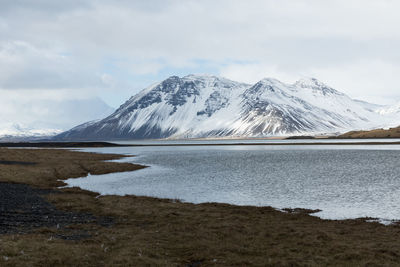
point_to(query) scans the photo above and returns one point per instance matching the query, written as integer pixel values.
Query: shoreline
(110, 144)
(152, 231)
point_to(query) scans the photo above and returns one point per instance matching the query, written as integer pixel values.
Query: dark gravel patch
(7, 162)
(23, 208)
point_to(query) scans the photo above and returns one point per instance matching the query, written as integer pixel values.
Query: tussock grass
(162, 232)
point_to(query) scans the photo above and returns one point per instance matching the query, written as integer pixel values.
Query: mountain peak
(309, 82)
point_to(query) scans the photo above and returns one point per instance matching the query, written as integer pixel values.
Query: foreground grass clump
(161, 232)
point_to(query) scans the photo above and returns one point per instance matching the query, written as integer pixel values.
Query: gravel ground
(23, 208)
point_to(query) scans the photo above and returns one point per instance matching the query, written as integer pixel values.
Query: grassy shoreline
(151, 231)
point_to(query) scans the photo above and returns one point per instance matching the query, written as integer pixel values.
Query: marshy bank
(130, 230)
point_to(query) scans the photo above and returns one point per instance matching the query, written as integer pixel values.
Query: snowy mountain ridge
(209, 106)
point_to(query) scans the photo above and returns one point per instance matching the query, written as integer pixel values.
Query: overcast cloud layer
(112, 49)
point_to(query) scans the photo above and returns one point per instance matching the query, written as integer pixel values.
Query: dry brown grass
(160, 232)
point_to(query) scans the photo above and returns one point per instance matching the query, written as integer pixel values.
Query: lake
(344, 181)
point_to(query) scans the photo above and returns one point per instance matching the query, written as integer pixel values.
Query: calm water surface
(342, 181)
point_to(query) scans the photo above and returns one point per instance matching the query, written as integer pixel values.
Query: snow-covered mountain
(35, 119)
(210, 106)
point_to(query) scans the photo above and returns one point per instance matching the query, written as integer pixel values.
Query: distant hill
(377, 133)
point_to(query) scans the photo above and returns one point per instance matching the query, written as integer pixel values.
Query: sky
(113, 49)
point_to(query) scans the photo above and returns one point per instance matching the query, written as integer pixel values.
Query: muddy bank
(160, 232)
(23, 208)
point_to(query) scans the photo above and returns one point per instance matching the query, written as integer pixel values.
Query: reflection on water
(342, 181)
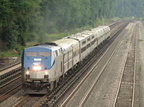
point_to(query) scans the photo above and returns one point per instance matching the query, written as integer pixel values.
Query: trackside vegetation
(24, 22)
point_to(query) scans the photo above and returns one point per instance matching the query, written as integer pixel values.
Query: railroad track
(126, 90)
(6, 93)
(57, 96)
(28, 100)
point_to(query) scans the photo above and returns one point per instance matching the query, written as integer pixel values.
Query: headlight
(27, 72)
(46, 72)
(37, 68)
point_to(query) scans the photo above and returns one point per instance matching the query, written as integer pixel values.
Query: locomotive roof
(46, 46)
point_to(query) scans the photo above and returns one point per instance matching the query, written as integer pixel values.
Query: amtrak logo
(37, 59)
(36, 63)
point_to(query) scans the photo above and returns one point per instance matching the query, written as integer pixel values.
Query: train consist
(45, 65)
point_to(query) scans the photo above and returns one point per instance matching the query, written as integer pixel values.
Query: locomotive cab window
(30, 53)
(44, 53)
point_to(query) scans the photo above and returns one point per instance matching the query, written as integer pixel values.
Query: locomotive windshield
(30, 53)
(45, 54)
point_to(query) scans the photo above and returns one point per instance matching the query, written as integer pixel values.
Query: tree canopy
(21, 20)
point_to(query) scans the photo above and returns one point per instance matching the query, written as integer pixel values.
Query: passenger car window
(30, 53)
(44, 53)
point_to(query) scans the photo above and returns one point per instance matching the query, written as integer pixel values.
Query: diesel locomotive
(44, 65)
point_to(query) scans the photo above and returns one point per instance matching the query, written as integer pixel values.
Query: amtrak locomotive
(44, 65)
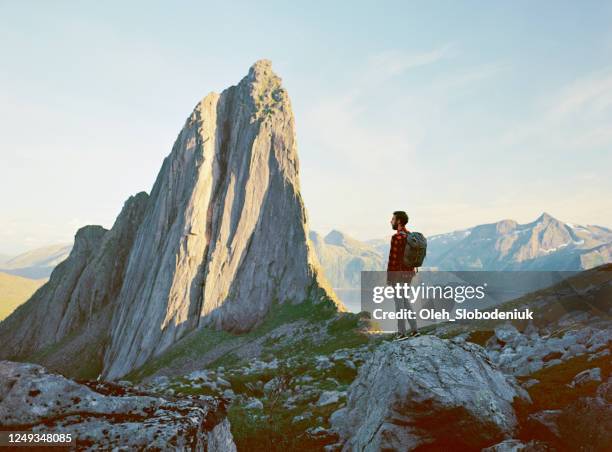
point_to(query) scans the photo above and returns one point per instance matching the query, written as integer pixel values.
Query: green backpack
(416, 249)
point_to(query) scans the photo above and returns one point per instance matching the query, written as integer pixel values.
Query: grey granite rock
(427, 391)
(102, 416)
(76, 304)
(225, 233)
(222, 236)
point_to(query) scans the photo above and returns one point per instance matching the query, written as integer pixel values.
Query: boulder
(428, 391)
(105, 415)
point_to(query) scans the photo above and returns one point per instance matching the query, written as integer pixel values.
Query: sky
(459, 112)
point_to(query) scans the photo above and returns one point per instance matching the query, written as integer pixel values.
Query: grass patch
(552, 392)
(204, 339)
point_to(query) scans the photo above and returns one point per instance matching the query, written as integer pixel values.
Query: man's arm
(395, 254)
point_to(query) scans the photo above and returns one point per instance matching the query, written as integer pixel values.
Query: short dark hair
(401, 216)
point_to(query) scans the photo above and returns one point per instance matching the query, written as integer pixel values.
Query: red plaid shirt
(396, 253)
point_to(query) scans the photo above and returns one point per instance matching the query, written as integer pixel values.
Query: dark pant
(402, 303)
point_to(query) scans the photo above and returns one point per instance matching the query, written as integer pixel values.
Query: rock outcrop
(428, 391)
(103, 416)
(222, 236)
(75, 307)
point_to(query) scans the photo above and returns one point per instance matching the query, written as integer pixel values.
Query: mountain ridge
(204, 248)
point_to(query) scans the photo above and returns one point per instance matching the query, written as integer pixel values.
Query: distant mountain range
(37, 263)
(544, 244)
(14, 290)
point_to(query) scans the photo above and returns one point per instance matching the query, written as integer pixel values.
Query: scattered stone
(586, 376)
(105, 416)
(417, 381)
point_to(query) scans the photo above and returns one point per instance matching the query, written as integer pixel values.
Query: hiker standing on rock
(407, 252)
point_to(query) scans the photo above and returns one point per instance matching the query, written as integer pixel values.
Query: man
(397, 271)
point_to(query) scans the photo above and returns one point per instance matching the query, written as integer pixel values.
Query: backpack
(416, 249)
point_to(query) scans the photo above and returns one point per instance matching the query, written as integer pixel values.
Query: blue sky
(458, 112)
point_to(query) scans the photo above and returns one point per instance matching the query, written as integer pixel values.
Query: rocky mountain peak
(222, 236)
(335, 237)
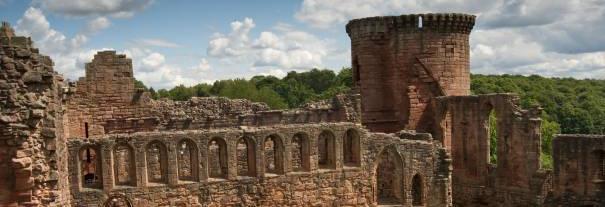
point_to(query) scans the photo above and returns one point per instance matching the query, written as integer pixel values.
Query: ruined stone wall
(413, 154)
(106, 102)
(579, 170)
(516, 179)
(401, 62)
(106, 93)
(33, 165)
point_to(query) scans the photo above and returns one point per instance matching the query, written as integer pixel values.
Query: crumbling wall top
(435, 22)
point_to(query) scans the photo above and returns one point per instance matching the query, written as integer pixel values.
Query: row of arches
(274, 154)
(188, 158)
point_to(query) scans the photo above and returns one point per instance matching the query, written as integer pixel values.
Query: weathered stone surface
(102, 142)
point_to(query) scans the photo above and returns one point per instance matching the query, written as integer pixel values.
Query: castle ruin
(408, 134)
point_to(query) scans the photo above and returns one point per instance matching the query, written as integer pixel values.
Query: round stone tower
(401, 62)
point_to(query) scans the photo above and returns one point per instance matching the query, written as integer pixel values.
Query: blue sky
(187, 42)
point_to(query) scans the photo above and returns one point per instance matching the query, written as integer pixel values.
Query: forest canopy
(571, 106)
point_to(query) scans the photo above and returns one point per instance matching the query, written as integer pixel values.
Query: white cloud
(152, 61)
(158, 43)
(65, 52)
(97, 24)
(203, 66)
(283, 47)
(113, 8)
(546, 37)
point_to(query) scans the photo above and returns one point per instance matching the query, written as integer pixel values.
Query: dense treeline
(294, 90)
(570, 105)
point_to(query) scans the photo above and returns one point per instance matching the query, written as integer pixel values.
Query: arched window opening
(217, 158)
(326, 149)
(90, 164)
(157, 164)
(417, 190)
(117, 200)
(124, 168)
(86, 129)
(599, 157)
(351, 148)
(389, 178)
(187, 156)
(300, 153)
(274, 154)
(246, 157)
(492, 128)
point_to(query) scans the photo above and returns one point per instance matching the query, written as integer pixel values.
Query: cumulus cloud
(283, 47)
(154, 69)
(203, 66)
(158, 43)
(97, 24)
(547, 37)
(113, 8)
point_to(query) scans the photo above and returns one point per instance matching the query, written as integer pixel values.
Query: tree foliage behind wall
(570, 105)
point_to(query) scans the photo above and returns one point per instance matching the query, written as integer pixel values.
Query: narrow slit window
(86, 129)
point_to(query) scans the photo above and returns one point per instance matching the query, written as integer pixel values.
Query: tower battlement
(434, 22)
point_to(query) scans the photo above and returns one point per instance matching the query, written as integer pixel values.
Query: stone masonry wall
(579, 170)
(33, 165)
(106, 93)
(516, 179)
(401, 62)
(341, 186)
(106, 101)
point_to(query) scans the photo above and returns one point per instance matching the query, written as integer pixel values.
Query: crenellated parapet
(433, 22)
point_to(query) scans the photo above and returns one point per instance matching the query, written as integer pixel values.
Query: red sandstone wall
(579, 170)
(33, 164)
(516, 179)
(398, 67)
(340, 186)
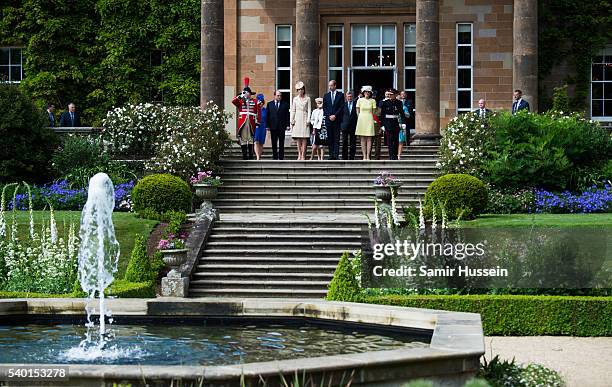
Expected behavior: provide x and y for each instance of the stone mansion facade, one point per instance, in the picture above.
(446, 53)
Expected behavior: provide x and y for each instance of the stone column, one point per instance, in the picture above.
(211, 54)
(427, 73)
(525, 50)
(306, 60)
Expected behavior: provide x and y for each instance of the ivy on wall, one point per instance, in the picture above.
(575, 31)
(97, 53)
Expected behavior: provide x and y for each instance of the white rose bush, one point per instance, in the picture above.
(463, 144)
(171, 139)
(45, 261)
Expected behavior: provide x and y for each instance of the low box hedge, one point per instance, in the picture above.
(118, 289)
(126, 289)
(510, 315)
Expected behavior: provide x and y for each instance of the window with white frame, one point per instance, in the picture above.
(335, 55)
(283, 60)
(410, 62)
(11, 64)
(373, 45)
(601, 86)
(465, 67)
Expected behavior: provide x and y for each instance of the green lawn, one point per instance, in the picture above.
(540, 220)
(127, 226)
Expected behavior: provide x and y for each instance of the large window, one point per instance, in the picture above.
(464, 68)
(373, 45)
(410, 63)
(601, 86)
(11, 64)
(283, 60)
(335, 55)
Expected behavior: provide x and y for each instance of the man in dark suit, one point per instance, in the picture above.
(482, 111)
(519, 103)
(70, 118)
(277, 121)
(333, 106)
(348, 126)
(50, 115)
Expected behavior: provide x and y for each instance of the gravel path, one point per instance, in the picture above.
(582, 361)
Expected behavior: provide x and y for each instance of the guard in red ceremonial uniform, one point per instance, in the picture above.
(248, 118)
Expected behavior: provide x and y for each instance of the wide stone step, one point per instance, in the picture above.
(327, 172)
(280, 231)
(257, 293)
(217, 236)
(320, 181)
(326, 166)
(250, 252)
(271, 188)
(209, 269)
(332, 198)
(270, 259)
(260, 284)
(303, 209)
(282, 245)
(274, 276)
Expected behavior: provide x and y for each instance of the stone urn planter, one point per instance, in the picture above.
(383, 192)
(174, 258)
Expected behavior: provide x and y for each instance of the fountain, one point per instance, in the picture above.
(225, 341)
(97, 260)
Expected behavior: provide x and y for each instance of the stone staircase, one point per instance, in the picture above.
(285, 224)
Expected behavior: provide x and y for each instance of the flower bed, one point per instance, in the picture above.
(61, 196)
(593, 200)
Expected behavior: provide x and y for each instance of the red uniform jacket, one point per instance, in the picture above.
(247, 110)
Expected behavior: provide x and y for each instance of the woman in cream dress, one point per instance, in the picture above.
(366, 108)
(300, 118)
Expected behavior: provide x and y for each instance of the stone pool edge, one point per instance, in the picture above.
(452, 357)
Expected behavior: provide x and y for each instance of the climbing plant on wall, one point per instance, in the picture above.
(577, 30)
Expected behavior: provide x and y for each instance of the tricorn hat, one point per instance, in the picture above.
(246, 85)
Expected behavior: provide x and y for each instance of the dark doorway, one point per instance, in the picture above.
(380, 80)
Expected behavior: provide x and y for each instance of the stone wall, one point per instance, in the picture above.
(250, 44)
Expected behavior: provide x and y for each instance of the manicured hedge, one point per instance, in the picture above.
(119, 289)
(521, 315)
(126, 289)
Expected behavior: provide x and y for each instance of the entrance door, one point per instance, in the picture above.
(380, 80)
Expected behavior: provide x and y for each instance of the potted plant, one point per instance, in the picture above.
(175, 253)
(386, 186)
(205, 185)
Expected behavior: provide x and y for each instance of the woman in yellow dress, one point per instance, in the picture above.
(300, 119)
(366, 107)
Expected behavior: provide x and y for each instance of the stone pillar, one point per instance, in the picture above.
(307, 45)
(211, 53)
(525, 50)
(427, 73)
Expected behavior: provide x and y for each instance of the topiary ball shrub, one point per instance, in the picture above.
(139, 266)
(162, 193)
(461, 195)
(344, 286)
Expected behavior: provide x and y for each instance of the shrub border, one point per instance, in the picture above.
(514, 315)
(118, 289)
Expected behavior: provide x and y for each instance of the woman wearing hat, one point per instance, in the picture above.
(260, 131)
(318, 137)
(300, 118)
(366, 108)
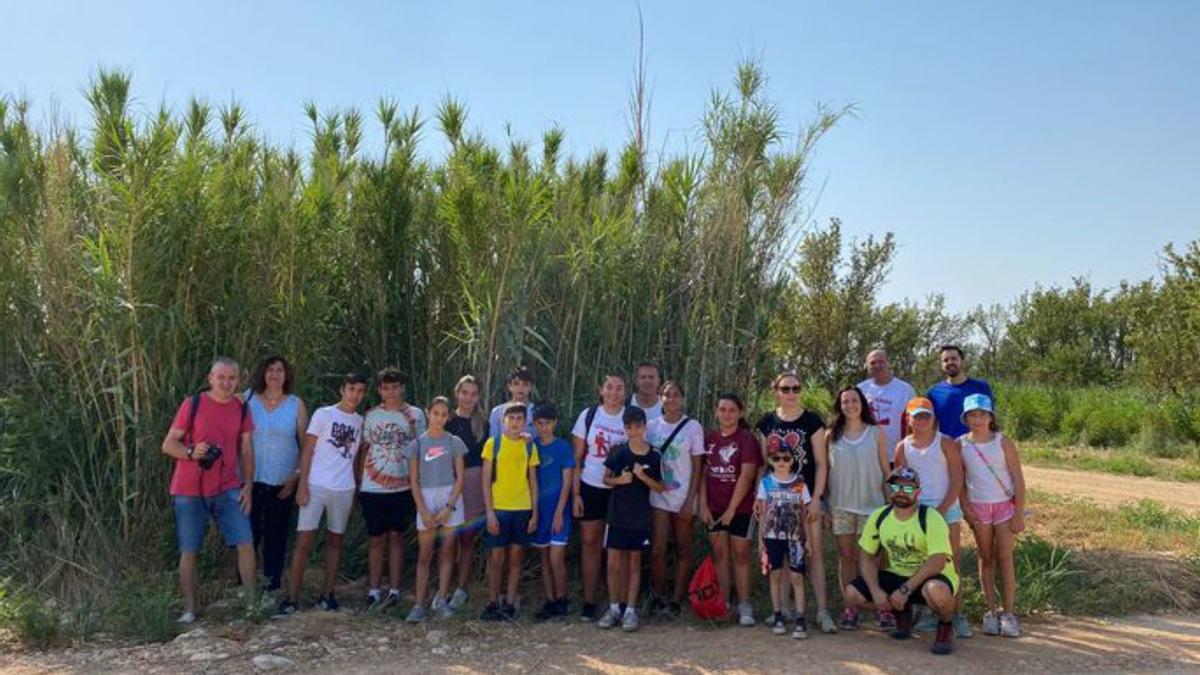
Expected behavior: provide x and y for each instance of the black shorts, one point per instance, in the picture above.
(625, 539)
(737, 527)
(780, 551)
(891, 581)
(595, 502)
(387, 512)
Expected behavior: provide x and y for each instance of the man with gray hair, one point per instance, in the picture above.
(887, 395)
(209, 438)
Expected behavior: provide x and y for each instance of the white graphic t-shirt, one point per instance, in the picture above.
(607, 431)
(339, 435)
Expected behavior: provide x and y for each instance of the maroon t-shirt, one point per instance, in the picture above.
(217, 424)
(723, 467)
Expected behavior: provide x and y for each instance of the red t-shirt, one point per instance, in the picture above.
(723, 467)
(216, 424)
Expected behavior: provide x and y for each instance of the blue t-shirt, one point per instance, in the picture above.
(947, 401)
(555, 458)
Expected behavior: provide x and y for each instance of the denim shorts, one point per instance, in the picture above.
(192, 520)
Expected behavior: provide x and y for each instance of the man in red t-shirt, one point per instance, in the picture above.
(215, 490)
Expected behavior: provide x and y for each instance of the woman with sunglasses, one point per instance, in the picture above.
(801, 431)
(858, 463)
(939, 460)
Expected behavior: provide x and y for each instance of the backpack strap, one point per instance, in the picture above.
(673, 434)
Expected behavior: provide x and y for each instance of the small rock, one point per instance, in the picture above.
(271, 662)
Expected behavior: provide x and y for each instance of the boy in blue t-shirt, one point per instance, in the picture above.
(553, 515)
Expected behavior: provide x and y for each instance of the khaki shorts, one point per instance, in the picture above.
(846, 523)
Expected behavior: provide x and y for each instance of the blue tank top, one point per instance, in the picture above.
(276, 448)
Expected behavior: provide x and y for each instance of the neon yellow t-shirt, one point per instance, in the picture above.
(510, 491)
(907, 547)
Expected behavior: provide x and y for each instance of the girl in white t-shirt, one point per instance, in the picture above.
(681, 440)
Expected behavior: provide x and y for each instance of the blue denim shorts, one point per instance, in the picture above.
(192, 520)
(514, 530)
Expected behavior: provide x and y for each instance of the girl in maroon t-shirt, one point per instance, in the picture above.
(726, 499)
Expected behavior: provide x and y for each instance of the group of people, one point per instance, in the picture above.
(893, 476)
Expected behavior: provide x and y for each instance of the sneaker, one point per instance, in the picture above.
(549, 610)
(925, 620)
(778, 626)
(849, 619)
(990, 622)
(826, 622)
(745, 614)
(630, 622)
(286, 608)
(459, 598)
(961, 626)
(610, 619)
(943, 643)
(491, 613)
(588, 613)
(904, 623)
(418, 615)
(509, 611)
(375, 601)
(1008, 626)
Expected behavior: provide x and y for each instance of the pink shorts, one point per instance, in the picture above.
(993, 513)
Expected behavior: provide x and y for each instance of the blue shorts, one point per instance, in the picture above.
(954, 514)
(514, 530)
(545, 533)
(192, 520)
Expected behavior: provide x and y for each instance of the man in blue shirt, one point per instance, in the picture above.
(948, 394)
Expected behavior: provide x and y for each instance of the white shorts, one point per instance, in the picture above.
(335, 503)
(435, 500)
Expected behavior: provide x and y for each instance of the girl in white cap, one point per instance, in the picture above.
(995, 496)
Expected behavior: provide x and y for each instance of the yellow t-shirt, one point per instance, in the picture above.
(510, 491)
(907, 547)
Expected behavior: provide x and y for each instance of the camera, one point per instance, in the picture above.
(210, 458)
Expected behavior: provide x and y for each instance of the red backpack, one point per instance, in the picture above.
(705, 593)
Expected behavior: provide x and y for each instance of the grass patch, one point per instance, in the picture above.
(1125, 461)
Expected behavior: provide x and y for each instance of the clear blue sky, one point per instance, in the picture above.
(1005, 143)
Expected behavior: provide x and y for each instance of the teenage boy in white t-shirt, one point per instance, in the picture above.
(327, 487)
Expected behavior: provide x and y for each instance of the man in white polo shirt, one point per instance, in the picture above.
(888, 395)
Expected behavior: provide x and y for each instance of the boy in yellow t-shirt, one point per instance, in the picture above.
(510, 489)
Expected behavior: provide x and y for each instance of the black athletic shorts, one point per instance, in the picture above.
(891, 583)
(737, 527)
(625, 539)
(595, 502)
(387, 512)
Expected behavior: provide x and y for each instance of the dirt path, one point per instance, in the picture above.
(1108, 489)
(353, 643)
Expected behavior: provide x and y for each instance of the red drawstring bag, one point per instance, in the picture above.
(705, 593)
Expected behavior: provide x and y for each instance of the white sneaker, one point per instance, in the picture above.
(745, 614)
(1008, 626)
(459, 598)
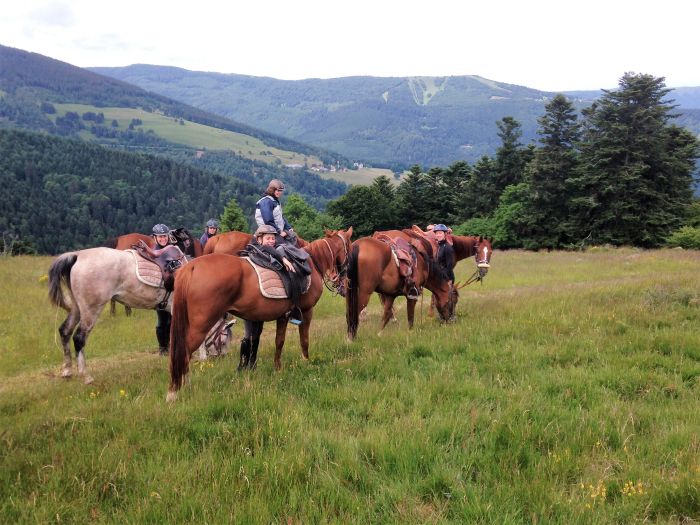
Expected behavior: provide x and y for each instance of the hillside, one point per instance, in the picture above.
(31, 85)
(59, 194)
(387, 121)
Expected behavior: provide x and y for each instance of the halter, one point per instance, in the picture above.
(478, 275)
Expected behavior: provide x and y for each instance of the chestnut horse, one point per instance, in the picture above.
(371, 268)
(210, 286)
(189, 245)
(464, 246)
(234, 242)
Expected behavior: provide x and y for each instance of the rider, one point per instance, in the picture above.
(211, 231)
(268, 210)
(161, 234)
(446, 253)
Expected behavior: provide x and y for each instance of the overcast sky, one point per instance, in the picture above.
(549, 45)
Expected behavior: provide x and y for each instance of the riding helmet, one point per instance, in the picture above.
(161, 229)
(275, 184)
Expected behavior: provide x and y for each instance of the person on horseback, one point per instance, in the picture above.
(268, 210)
(161, 234)
(211, 231)
(446, 253)
(265, 239)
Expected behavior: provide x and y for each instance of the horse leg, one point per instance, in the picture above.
(280, 336)
(304, 333)
(388, 311)
(254, 344)
(431, 310)
(383, 298)
(410, 311)
(65, 331)
(87, 323)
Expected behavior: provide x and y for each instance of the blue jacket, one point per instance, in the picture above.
(268, 210)
(204, 238)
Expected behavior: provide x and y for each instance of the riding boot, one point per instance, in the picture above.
(254, 353)
(163, 336)
(245, 354)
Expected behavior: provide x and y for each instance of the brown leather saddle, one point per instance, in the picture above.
(168, 260)
(407, 261)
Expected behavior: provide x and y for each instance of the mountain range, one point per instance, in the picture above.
(387, 121)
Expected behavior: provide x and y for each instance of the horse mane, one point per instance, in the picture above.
(110, 243)
(425, 243)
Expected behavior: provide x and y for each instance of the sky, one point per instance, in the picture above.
(543, 44)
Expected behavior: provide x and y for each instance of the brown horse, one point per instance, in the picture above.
(234, 242)
(371, 268)
(210, 286)
(464, 246)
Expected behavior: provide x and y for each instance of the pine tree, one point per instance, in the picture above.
(635, 182)
(232, 218)
(547, 175)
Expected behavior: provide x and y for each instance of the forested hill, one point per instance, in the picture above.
(394, 121)
(59, 194)
(31, 84)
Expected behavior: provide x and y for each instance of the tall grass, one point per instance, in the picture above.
(566, 392)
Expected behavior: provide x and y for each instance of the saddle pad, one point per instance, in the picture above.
(270, 282)
(146, 271)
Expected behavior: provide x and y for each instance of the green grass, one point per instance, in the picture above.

+--

Work order:
Transcribe exactly, and only, the lines from the one with "riding boot, one" through the last line of the data.

Result of this task:
Expected behavior: provide x and y for each instance of the riding boot, one point per instance, in the picture above.
(254, 353)
(163, 336)
(245, 354)
Expected behavior: provide x and y for each instance of the brown leather saddle, one point per instance, in the picture above.
(168, 260)
(407, 261)
Expected behavior: provide x and y for each instance of the mountain range, one point per instance, in the picture above.
(387, 121)
Expected behavior: provide x and y for each instance of the horse mane, one point per instance, in the picture above.
(110, 243)
(425, 243)
Expected behavior: provide x and y for each instance of the sky, one point per instance, in the picture above.
(543, 44)
Expected behavior: provide x and y for each instance of the brown horse, one point per instance, in the picture above.
(234, 242)
(371, 268)
(210, 286)
(464, 246)
Expected behavior: provide x and y for each instance of the pine tree, one point per instance, in the picture above.
(635, 182)
(232, 218)
(547, 175)
Expected behavior: provide x and y for each instance of the forested hill, one point per instance, in the picture above.
(394, 121)
(59, 194)
(31, 84)
Expected behavior: provide x and y for each instance of the tall grass, one point per instance, in the picture above.
(566, 392)
Expected behavior: provide x and y for each instance of the saddle pad, one point per instance, in the picture above.
(270, 282)
(146, 271)
Expected behavior: provide x and y for each instance of the green grass, one point per instance, in the picture above.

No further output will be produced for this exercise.